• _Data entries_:
----------

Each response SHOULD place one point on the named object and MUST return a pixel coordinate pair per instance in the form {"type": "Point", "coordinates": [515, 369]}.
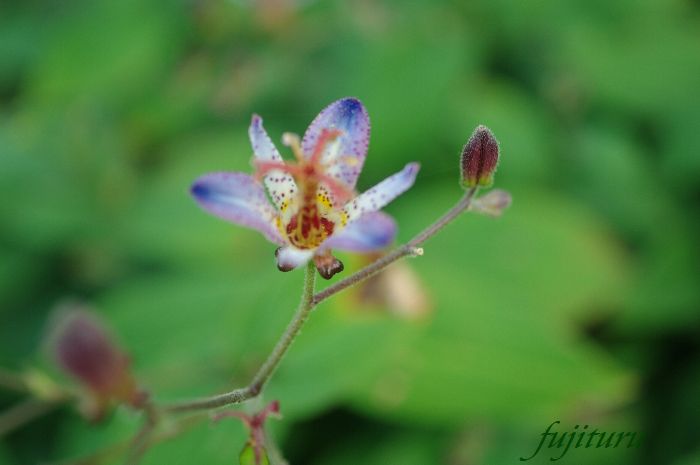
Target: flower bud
{"type": "Point", "coordinates": [84, 349]}
{"type": "Point", "coordinates": [479, 158]}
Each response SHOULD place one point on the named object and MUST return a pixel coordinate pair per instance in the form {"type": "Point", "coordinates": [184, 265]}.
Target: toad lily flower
{"type": "Point", "coordinates": [309, 207]}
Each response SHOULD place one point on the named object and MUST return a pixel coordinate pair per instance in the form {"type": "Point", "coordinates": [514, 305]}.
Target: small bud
{"type": "Point", "coordinates": [254, 452]}
{"type": "Point", "coordinates": [479, 158]}
{"type": "Point", "coordinates": [327, 265]}
{"type": "Point", "coordinates": [493, 203]}
{"type": "Point", "coordinates": [83, 348]}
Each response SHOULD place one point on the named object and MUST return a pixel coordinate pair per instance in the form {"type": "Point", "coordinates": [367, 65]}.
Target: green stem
{"type": "Point", "coordinates": [310, 300]}
{"type": "Point", "coordinates": [273, 360]}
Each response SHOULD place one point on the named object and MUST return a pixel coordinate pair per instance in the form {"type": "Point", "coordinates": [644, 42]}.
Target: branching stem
{"type": "Point", "coordinates": [310, 300]}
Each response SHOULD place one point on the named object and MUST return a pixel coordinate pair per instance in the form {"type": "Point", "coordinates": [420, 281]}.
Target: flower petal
{"type": "Point", "coordinates": [371, 231]}
{"type": "Point", "coordinates": [239, 198]}
{"type": "Point", "coordinates": [344, 156]}
{"type": "Point", "coordinates": [290, 257]}
{"type": "Point", "coordinates": [381, 194]}
{"type": "Point", "coordinates": [280, 185]}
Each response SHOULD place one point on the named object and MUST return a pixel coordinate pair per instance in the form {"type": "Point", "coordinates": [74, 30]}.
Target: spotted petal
{"type": "Point", "coordinates": [238, 198]}
{"type": "Point", "coordinates": [344, 156]}
{"type": "Point", "coordinates": [372, 231]}
{"type": "Point", "coordinates": [280, 185]}
{"type": "Point", "coordinates": [290, 257]}
{"type": "Point", "coordinates": [381, 194]}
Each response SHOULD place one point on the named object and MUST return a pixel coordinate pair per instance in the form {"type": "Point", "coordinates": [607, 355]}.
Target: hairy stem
{"type": "Point", "coordinates": [408, 249]}
{"type": "Point", "coordinates": [273, 360]}
{"type": "Point", "coordinates": [310, 300]}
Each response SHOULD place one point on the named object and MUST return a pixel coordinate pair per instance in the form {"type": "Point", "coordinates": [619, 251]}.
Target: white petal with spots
{"type": "Point", "coordinates": [378, 196]}
{"type": "Point", "coordinates": [280, 185]}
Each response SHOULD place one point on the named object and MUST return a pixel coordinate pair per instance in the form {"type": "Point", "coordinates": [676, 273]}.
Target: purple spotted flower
{"type": "Point", "coordinates": [309, 207]}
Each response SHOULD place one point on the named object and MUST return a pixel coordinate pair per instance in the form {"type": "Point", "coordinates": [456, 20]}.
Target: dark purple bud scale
{"type": "Point", "coordinates": [479, 158]}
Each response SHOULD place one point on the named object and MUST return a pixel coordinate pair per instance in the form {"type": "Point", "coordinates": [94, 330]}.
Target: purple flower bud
{"type": "Point", "coordinates": [479, 158]}
{"type": "Point", "coordinates": [84, 349]}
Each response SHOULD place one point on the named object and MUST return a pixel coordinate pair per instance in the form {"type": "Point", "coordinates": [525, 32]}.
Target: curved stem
{"type": "Point", "coordinates": [273, 360]}
{"type": "Point", "coordinates": [310, 300]}
{"type": "Point", "coordinates": [408, 249]}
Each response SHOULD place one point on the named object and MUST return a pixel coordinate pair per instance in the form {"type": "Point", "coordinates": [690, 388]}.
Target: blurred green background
{"type": "Point", "coordinates": [580, 304]}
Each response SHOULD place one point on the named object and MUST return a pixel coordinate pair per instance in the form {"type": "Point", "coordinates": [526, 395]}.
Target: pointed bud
{"type": "Point", "coordinates": [479, 158]}
{"type": "Point", "coordinates": [84, 349]}
{"type": "Point", "coordinates": [493, 203]}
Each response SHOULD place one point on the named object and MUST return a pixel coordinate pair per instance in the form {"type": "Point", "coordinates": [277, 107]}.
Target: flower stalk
{"type": "Point", "coordinates": [311, 300]}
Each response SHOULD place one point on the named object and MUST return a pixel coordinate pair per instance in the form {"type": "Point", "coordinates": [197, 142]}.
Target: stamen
{"type": "Point", "coordinates": [341, 193]}
{"type": "Point", "coordinates": [263, 168]}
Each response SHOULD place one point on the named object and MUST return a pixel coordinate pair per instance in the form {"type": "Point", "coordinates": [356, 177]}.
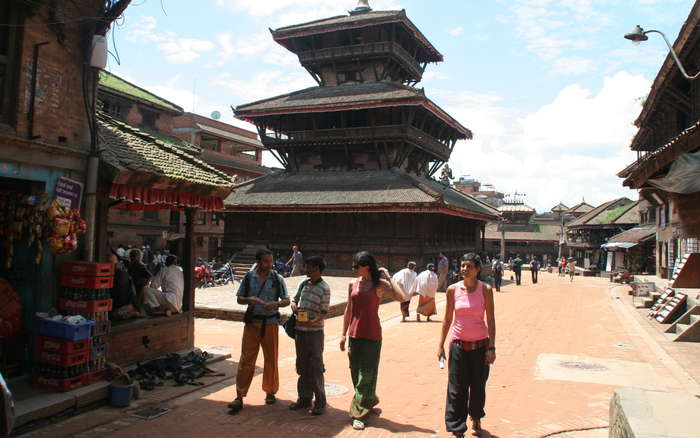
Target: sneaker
{"type": "Point", "coordinates": [299, 404]}
{"type": "Point", "coordinates": [235, 406]}
{"type": "Point", "coordinates": [358, 424]}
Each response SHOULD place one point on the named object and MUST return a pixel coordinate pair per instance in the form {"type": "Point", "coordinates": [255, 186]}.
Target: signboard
{"type": "Point", "coordinates": [69, 192]}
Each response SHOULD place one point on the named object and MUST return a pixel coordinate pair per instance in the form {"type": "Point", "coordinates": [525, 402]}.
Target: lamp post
{"type": "Point", "coordinates": [638, 35]}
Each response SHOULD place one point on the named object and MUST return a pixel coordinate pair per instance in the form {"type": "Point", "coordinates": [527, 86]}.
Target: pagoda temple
{"type": "Point", "coordinates": [359, 151]}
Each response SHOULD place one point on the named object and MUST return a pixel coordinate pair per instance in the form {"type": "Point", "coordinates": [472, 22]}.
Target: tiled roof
{"type": "Point", "coordinates": [114, 82]}
{"type": "Point", "coordinates": [635, 234]}
{"type": "Point", "coordinates": [127, 148]}
{"type": "Point", "coordinates": [617, 211]}
{"type": "Point", "coordinates": [390, 188]}
{"type": "Point", "coordinates": [344, 97]}
{"type": "Point", "coordinates": [356, 21]}
{"type": "Point", "coordinates": [547, 233]}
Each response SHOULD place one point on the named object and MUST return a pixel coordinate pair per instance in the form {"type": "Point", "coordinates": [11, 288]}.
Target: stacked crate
{"type": "Point", "coordinates": [87, 292]}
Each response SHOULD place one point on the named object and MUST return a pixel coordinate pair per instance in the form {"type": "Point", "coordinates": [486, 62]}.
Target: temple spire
{"type": "Point", "coordinates": [362, 7]}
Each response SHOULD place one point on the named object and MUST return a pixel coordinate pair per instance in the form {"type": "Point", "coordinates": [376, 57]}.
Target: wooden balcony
{"type": "Point", "coordinates": [373, 134]}
{"type": "Point", "coordinates": [368, 50]}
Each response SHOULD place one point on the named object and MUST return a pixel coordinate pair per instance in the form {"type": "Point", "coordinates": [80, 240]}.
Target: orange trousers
{"type": "Point", "coordinates": [250, 346]}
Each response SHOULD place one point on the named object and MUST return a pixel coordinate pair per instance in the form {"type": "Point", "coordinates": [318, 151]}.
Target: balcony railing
{"type": "Point", "coordinates": [365, 134]}
{"type": "Point", "coordinates": [382, 48]}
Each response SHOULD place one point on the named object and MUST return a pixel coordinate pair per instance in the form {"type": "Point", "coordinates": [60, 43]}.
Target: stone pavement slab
{"type": "Point", "coordinates": [581, 319]}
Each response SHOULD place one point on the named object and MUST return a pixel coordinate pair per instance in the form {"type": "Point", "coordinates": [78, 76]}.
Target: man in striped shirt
{"type": "Point", "coordinates": [311, 306]}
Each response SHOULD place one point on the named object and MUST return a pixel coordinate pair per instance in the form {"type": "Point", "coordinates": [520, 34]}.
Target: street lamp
{"type": "Point", "coordinates": [638, 35]}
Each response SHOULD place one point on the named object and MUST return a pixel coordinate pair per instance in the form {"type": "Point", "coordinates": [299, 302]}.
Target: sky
{"type": "Point", "coordinates": [550, 88]}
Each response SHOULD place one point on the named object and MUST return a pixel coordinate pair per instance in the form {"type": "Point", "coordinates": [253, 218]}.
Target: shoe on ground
{"type": "Point", "coordinates": [318, 410]}
{"type": "Point", "coordinates": [235, 406]}
{"type": "Point", "coordinates": [299, 404]}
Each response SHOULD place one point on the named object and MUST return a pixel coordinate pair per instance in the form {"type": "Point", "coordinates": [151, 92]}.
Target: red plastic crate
{"type": "Point", "coordinates": [87, 282]}
{"type": "Point", "coordinates": [56, 345]}
{"type": "Point", "coordinates": [62, 359]}
{"type": "Point", "coordinates": [61, 385]}
{"type": "Point", "coordinates": [89, 269]}
{"type": "Point", "coordinates": [85, 306]}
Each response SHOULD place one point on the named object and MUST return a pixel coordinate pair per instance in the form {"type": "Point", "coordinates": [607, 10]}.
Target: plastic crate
{"type": "Point", "coordinates": [102, 328]}
{"type": "Point", "coordinates": [62, 359]}
{"type": "Point", "coordinates": [88, 269]}
{"type": "Point", "coordinates": [61, 385]}
{"type": "Point", "coordinates": [56, 345]}
{"type": "Point", "coordinates": [99, 351]}
{"type": "Point", "coordinates": [63, 330]}
{"type": "Point", "coordinates": [85, 306]}
{"type": "Point", "coordinates": [87, 282]}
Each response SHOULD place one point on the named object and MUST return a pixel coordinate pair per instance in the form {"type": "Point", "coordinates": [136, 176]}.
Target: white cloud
{"type": "Point", "coordinates": [457, 31]}
{"type": "Point", "coordinates": [573, 66]}
{"type": "Point", "coordinates": [568, 148]}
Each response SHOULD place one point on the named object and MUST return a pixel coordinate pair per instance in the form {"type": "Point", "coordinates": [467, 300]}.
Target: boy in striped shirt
{"type": "Point", "coordinates": [311, 306]}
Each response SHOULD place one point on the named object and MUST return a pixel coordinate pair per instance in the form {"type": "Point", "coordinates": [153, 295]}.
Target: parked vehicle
{"type": "Point", "coordinates": [7, 409]}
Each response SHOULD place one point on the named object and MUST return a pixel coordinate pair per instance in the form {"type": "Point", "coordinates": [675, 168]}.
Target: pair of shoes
{"type": "Point", "coordinates": [235, 406]}
{"type": "Point", "coordinates": [476, 427]}
{"type": "Point", "coordinates": [299, 404]}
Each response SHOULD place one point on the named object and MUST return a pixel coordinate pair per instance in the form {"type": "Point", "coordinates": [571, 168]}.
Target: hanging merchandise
{"type": "Point", "coordinates": [65, 225]}
{"type": "Point", "coordinates": [10, 311]}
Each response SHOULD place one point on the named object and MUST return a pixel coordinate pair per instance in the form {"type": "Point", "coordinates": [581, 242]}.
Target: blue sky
{"type": "Point", "coordinates": [549, 87]}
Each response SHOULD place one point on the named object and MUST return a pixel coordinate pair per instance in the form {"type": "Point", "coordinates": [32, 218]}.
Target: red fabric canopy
{"type": "Point", "coordinates": [146, 198]}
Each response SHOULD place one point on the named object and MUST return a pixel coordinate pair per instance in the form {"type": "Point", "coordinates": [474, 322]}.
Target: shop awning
{"type": "Point", "coordinates": [146, 198]}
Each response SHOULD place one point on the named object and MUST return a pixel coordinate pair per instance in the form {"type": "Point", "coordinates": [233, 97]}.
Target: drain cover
{"type": "Point", "coordinates": [333, 389]}
{"type": "Point", "coordinates": [150, 412]}
{"type": "Point", "coordinates": [576, 365]}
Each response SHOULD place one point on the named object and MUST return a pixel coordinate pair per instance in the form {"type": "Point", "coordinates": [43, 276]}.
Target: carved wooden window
{"type": "Point", "coordinates": [8, 62]}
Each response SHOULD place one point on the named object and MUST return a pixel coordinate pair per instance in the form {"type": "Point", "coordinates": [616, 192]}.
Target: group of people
{"type": "Point", "coordinates": [469, 321]}
{"type": "Point", "coordinates": [139, 290]}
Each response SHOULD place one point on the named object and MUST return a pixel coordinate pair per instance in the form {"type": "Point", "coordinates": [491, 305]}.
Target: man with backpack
{"type": "Point", "coordinates": [497, 272]}
{"type": "Point", "coordinates": [264, 292]}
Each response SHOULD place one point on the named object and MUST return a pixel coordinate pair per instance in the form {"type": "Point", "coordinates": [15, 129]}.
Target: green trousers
{"type": "Point", "coordinates": [364, 367]}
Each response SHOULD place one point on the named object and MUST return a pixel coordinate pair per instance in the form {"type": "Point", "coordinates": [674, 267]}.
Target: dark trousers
{"type": "Point", "coordinates": [498, 279]}
{"type": "Point", "coordinates": [466, 387]}
{"type": "Point", "coordinates": [309, 346]}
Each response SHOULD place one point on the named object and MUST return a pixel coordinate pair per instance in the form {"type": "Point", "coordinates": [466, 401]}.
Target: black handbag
{"type": "Point", "coordinates": [290, 326]}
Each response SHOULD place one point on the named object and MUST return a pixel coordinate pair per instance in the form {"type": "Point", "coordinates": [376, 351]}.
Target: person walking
{"type": "Point", "coordinates": [472, 348]}
{"type": "Point", "coordinates": [426, 286]}
{"type": "Point", "coordinates": [571, 266]}
{"type": "Point", "coordinates": [518, 269]}
{"type": "Point", "coordinates": [296, 260]}
{"type": "Point", "coordinates": [406, 279]}
{"type": "Point", "coordinates": [264, 292]}
{"type": "Point", "coordinates": [497, 272]}
{"type": "Point", "coordinates": [443, 266]}
{"type": "Point", "coordinates": [534, 269]}
{"type": "Point", "coordinates": [361, 325]}
{"type": "Point", "coordinates": [311, 304]}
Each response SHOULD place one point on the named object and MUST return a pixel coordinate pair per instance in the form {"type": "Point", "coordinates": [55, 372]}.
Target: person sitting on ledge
{"type": "Point", "coordinates": [171, 282]}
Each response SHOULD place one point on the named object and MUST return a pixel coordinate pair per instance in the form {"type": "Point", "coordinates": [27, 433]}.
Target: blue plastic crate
{"type": "Point", "coordinates": [64, 330]}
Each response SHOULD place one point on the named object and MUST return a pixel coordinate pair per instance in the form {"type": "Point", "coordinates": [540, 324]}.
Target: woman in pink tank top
{"type": "Point", "coordinates": [469, 313]}
{"type": "Point", "coordinates": [361, 324]}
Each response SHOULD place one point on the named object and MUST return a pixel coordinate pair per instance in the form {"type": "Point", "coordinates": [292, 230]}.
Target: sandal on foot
{"type": "Point", "coordinates": [235, 406]}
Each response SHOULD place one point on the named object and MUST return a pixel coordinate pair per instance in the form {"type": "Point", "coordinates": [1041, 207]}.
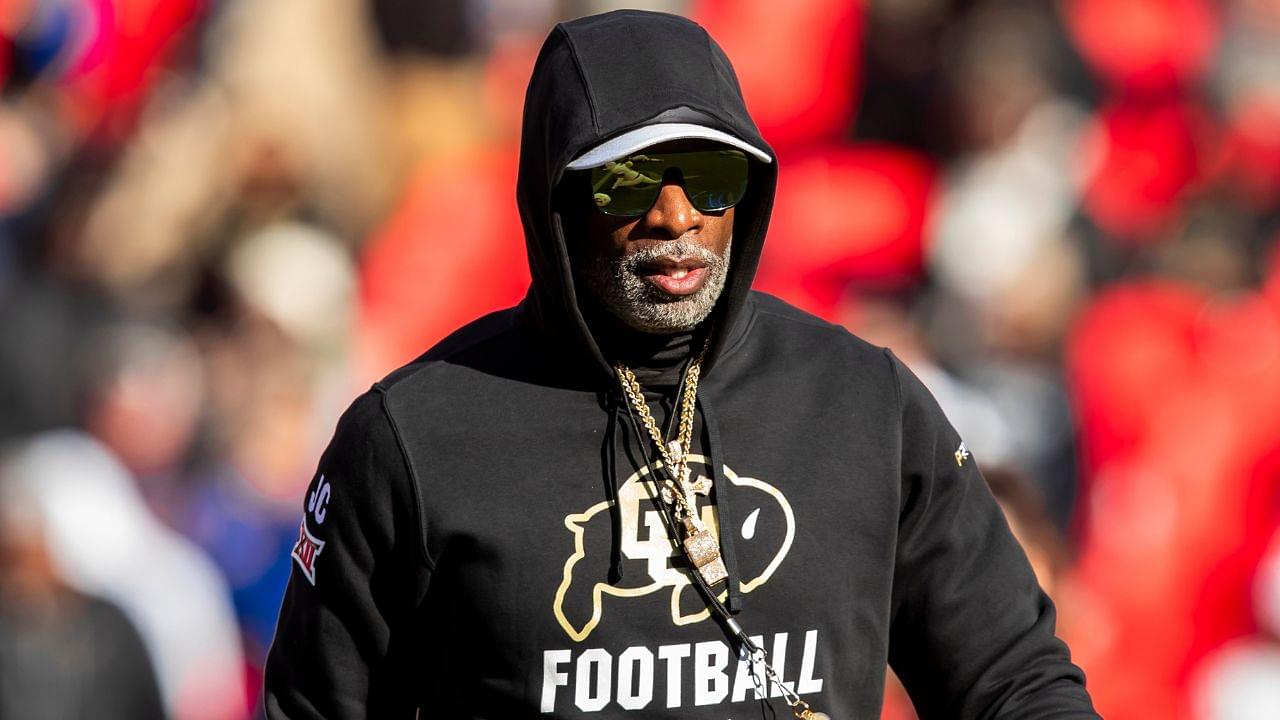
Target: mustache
{"type": "Point", "coordinates": [675, 249]}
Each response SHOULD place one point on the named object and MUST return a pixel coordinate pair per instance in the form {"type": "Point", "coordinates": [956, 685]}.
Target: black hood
{"type": "Point", "coordinates": [595, 78]}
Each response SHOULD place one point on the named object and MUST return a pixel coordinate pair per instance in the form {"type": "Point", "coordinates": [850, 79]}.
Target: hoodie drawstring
{"type": "Point", "coordinates": [608, 459]}
{"type": "Point", "coordinates": [723, 510]}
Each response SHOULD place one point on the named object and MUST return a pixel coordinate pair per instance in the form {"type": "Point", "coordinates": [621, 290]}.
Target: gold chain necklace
{"type": "Point", "coordinates": [700, 545]}
{"type": "Point", "coordinates": [677, 490]}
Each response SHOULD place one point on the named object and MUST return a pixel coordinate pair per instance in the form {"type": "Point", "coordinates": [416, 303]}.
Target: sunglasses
{"type": "Point", "coordinates": [713, 180]}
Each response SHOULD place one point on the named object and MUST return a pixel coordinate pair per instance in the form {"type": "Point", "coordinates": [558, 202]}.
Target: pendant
{"type": "Point", "coordinates": [703, 551]}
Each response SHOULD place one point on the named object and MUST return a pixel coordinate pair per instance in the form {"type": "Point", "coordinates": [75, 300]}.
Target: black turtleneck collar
{"type": "Point", "coordinates": [657, 360]}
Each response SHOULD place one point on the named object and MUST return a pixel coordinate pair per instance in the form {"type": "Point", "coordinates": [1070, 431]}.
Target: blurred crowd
{"type": "Point", "coordinates": [220, 219]}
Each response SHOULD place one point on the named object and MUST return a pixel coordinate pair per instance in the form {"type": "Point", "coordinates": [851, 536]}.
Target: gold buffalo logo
{"type": "Point", "coordinates": [647, 543]}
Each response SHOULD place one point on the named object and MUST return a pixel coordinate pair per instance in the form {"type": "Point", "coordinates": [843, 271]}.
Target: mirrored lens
{"type": "Point", "coordinates": [714, 181]}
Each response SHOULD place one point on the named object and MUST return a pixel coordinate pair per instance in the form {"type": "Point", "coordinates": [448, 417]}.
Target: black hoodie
{"type": "Point", "coordinates": [480, 540]}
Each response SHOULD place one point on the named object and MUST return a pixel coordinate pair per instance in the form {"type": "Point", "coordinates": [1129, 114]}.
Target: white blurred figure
{"type": "Point", "coordinates": [105, 541]}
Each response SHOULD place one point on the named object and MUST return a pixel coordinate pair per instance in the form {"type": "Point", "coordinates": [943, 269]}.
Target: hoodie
{"type": "Point", "coordinates": [481, 537]}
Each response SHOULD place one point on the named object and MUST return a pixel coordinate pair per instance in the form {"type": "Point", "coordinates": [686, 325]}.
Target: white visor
{"type": "Point", "coordinates": [648, 136]}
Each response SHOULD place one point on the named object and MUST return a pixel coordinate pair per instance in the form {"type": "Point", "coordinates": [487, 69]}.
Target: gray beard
{"type": "Point", "coordinates": [617, 285]}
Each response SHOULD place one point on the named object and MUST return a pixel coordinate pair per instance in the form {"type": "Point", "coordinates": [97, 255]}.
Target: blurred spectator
{"type": "Point", "coordinates": [64, 654]}
{"type": "Point", "coordinates": [1061, 214]}
{"type": "Point", "coordinates": [104, 541]}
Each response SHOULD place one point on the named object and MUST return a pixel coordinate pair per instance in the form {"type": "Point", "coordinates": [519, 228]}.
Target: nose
{"type": "Point", "coordinates": [672, 214]}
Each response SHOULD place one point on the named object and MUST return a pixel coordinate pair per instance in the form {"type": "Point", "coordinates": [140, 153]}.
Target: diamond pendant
{"type": "Point", "coordinates": [703, 551]}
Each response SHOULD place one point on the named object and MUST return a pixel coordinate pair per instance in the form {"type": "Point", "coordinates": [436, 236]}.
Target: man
{"type": "Point", "coordinates": [647, 488]}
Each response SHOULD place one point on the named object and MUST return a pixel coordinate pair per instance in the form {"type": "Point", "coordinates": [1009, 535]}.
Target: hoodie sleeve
{"type": "Point", "coordinates": [972, 633]}
{"type": "Point", "coordinates": [360, 572]}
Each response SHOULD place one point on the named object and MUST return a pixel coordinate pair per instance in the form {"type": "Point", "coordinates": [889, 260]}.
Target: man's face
{"type": "Point", "coordinates": [661, 272]}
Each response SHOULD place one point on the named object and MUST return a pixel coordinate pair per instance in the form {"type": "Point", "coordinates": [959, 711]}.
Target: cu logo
{"type": "Point", "coordinates": [318, 501]}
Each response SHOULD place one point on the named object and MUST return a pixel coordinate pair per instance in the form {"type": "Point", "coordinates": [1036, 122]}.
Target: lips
{"type": "Point", "coordinates": [675, 276]}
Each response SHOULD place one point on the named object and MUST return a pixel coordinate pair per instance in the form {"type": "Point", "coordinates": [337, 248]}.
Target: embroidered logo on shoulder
{"type": "Point", "coordinates": [306, 550]}
{"type": "Point", "coordinates": [318, 502]}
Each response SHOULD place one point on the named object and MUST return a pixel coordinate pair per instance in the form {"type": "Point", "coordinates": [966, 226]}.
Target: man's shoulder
{"type": "Point", "coordinates": [483, 337]}
{"type": "Point", "coordinates": [776, 317]}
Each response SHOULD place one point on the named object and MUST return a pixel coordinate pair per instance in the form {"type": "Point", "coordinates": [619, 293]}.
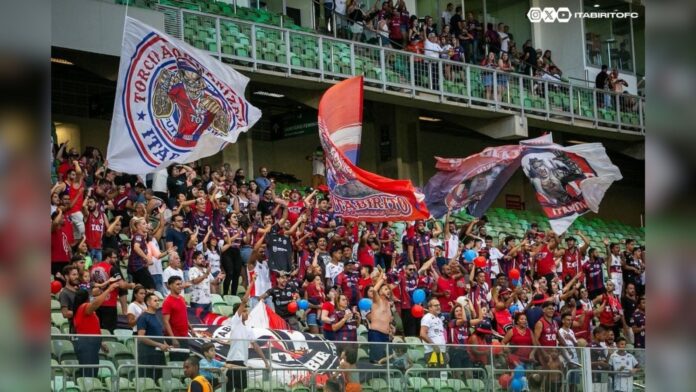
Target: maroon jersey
{"type": "Point", "coordinates": [94, 230]}
{"type": "Point", "coordinates": [549, 331]}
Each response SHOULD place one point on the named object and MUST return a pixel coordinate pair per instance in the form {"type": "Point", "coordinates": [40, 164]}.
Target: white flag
{"type": "Point", "coordinates": [569, 181]}
{"type": "Point", "coordinates": [174, 103]}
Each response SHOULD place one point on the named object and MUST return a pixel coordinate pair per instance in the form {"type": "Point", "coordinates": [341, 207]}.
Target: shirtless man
{"type": "Point", "coordinates": [380, 319]}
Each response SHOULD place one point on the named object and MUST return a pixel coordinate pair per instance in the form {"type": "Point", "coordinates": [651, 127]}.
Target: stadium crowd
{"type": "Point", "coordinates": [219, 230]}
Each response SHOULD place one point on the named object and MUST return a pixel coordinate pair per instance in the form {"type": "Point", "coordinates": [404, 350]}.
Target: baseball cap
{"type": "Point", "coordinates": [538, 299]}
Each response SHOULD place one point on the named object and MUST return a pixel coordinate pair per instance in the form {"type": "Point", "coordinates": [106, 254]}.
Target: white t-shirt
{"type": "Point", "coordinates": [214, 260]}
{"type": "Point", "coordinates": [623, 363]}
{"type": "Point", "coordinates": [241, 336]}
{"type": "Point", "coordinates": [451, 246]}
{"type": "Point", "coordinates": [436, 332]}
{"type": "Point", "coordinates": [136, 310]}
{"type": "Point", "coordinates": [263, 278]}
{"type": "Point", "coordinates": [332, 270]}
{"type": "Point", "coordinates": [168, 273]}
{"type": "Point", "coordinates": [200, 293]}
{"type": "Point", "coordinates": [432, 49]}
{"type": "Point", "coordinates": [504, 41]}
{"type": "Point", "coordinates": [154, 251]}
{"type": "Point", "coordinates": [318, 168]}
{"type": "Point", "coordinates": [340, 6]}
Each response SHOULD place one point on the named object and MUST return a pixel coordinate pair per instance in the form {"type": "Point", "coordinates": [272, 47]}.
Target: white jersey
{"type": "Point", "coordinates": [623, 381]}
{"type": "Point", "coordinates": [263, 278]}
{"type": "Point", "coordinates": [451, 247]}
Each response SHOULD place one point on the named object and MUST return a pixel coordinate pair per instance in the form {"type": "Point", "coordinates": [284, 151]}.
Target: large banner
{"type": "Point", "coordinates": [471, 183]}
{"type": "Point", "coordinates": [294, 355]}
{"type": "Point", "coordinates": [355, 193]}
{"type": "Point", "coordinates": [174, 103]}
{"type": "Point", "coordinates": [569, 181]}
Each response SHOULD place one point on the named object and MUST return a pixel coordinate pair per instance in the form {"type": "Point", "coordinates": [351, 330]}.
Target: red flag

----------

• _WORK INSTRUCTIONS_: How many lines in the entries above contain the word "blue"? Reply with the number only.

• _THE ANSWER_: 2